• DIRECTION
Present the data below as a numbered list, beginning at the line that contains "instance of the eye" and stopping after the line that contains "Target: eye". Skip blank lines, and leave the pictures out of your answer.

• Position annotation records
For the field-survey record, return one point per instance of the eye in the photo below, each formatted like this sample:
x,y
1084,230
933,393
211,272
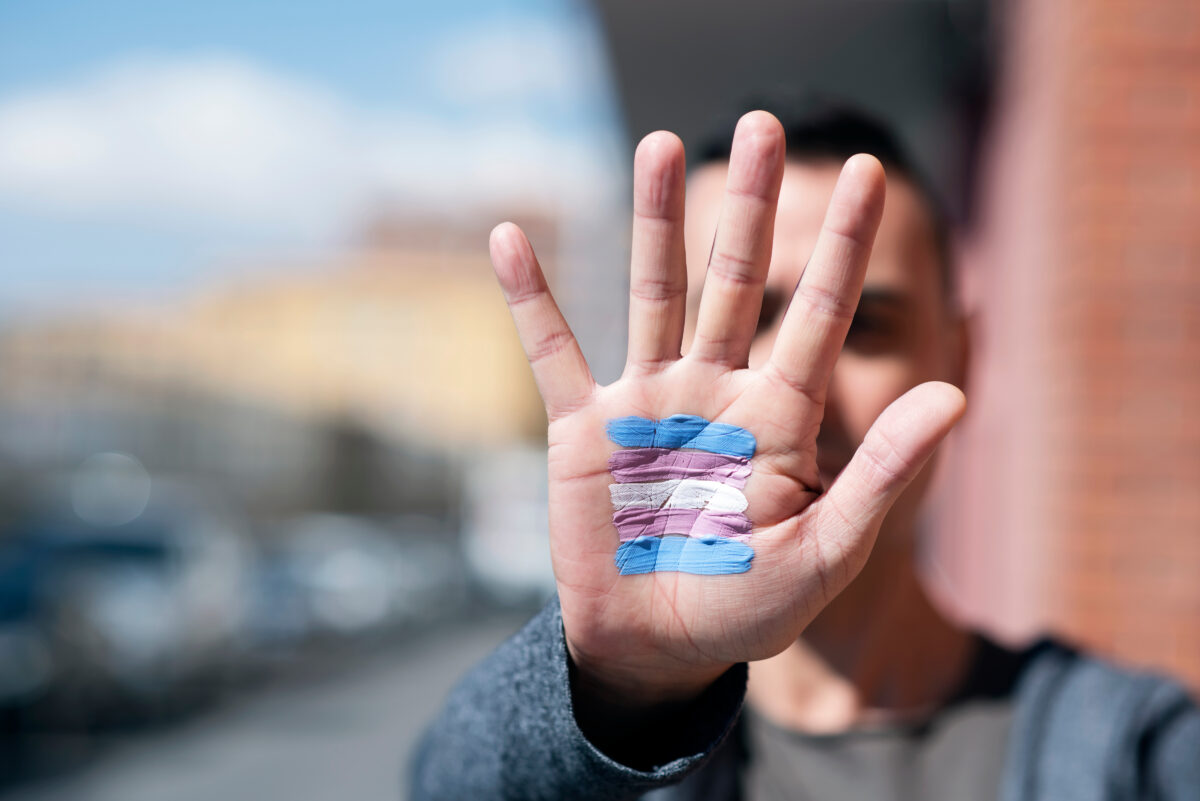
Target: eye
==
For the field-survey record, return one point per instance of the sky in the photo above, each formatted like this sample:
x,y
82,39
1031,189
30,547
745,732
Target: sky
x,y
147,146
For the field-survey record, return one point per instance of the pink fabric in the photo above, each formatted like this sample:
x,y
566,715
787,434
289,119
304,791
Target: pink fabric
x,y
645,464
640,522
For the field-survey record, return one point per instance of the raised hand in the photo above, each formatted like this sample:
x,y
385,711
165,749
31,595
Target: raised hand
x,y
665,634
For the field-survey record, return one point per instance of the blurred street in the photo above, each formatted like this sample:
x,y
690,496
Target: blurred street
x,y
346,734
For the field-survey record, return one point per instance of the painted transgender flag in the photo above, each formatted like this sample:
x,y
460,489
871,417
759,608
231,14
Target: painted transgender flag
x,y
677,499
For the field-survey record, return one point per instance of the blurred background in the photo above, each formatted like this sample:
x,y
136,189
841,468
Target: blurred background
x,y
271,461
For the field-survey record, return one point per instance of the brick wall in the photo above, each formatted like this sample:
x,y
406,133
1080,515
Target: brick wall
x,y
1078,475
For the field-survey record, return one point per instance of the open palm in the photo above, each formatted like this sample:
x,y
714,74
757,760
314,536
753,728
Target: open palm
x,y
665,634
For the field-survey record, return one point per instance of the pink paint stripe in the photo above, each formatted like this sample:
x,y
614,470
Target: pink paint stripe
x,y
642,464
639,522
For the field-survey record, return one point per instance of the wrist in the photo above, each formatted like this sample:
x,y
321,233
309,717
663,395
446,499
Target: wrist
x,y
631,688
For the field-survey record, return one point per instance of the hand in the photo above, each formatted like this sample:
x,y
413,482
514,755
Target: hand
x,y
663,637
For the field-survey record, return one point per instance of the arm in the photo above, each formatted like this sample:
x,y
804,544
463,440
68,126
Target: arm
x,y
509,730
...
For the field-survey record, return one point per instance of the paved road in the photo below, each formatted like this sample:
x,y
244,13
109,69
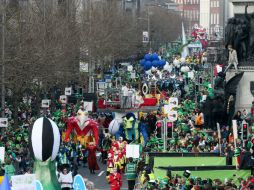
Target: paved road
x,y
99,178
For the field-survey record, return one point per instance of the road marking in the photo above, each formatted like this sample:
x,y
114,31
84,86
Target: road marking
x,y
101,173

• REPLY TO THE TASK
1. For the field-survey record, return one point per instance of the eye in the photo below, each formatted like this sample:
2. x,y
3. 1084,230
4. 933,393
5. 211,272
6. Target: eye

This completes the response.